Trecho fornecido =
——

Como Kemono Heroes é um jogo bastante simples e direto ao ponto, penso que a análise também pode seguir por esse caminho. O resumo é o seguinte: trata-se de um platformer de ação em estilo arcade, muito bonito e divertido no seu multiplayer, mas com diversas limitações de escopo e conteúdo. Vamos por uma abordagem dualista: primeiro conferir o que tem de bom e, depois, o que tem de problemático.
O bom
Kemono Heroes não perde tempo e logo coloca até quatro jogadores no meio da ação. A essência da gameplay é de plataforma, com fases horizontais, verticais e até uma escalada diagonal pela encosta de uma montanha.
Após alguns níveis surgem os chefes e, ao vencê-los, são recebidas novas habilidades como recompensa, compartilhadas por todos os personagens. São coisas úteis, como um gancho para a movimentação e uma bomba para quebrar partes de cenários e atacar inimigos (tornou-se minha arma principal).

——

Itens =
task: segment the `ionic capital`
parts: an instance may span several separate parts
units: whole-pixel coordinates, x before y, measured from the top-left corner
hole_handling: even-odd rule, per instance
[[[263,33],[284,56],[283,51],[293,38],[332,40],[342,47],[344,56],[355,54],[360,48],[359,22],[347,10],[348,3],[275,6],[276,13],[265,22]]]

——

Retome a análise de Kemono Heroes do ponto onde ela para. Os itens acima vêm de outra fonte.

Resultado do exercício =
Além de ataques corpo a corpo, há kunais arremessadas de longe em oito direções. Essa arma dá ao jogo aspecto de run and gun, pois basta segurar o botão de tiro para liberar ataques incessantes, ainda que sejam mais fracos que outros. Outra característica bastante arcade é que não é possível retroceder a rolagem da tela, então só há um caminho a seguir: sempre em frente (ou para cima, a depender da fase).
Derrotar inimigos e abrir baús dá comida para recuperar saúde e muitas moedas. Estas não servem apenas para pontuação, mas para gastar na loja de melhorias para aumentar os cinco aspectos de ataque e saúde. Evoluir seu personagem é importante para a sobrevivência, o que se torna um bom incentivo para tentar pegar cada moeda que surgir pelo caminho.
O jogo usa um sistema de vidas, mas ele é bem generoso nesse lado, concedendo continues, salvando o progresso entre fases e oferecendo no início da campanha a opção entre três níveis básicos de dificuldade. Como joguei com meus filhos, inicialmente até pensei em escolher o mais fácil, mas jogamos no médio e achei que foi equilibrado, com desafios que podiam nos deixar por um triz, mas sem realmente impedir nosso progresso.
No multijogador, quando alguém morre é iniciada uma contagem regressiva. Se outra pessoa conseguir ajudar antes que o número chegue a zero, o personagem caído se levantará com uma parte da saúde recuperada, sem perder uma vida. Esse tipo de recurso dá uma boa dinâmica de equipe, pois a sobrevivência de um pode resultar no retorno de todos.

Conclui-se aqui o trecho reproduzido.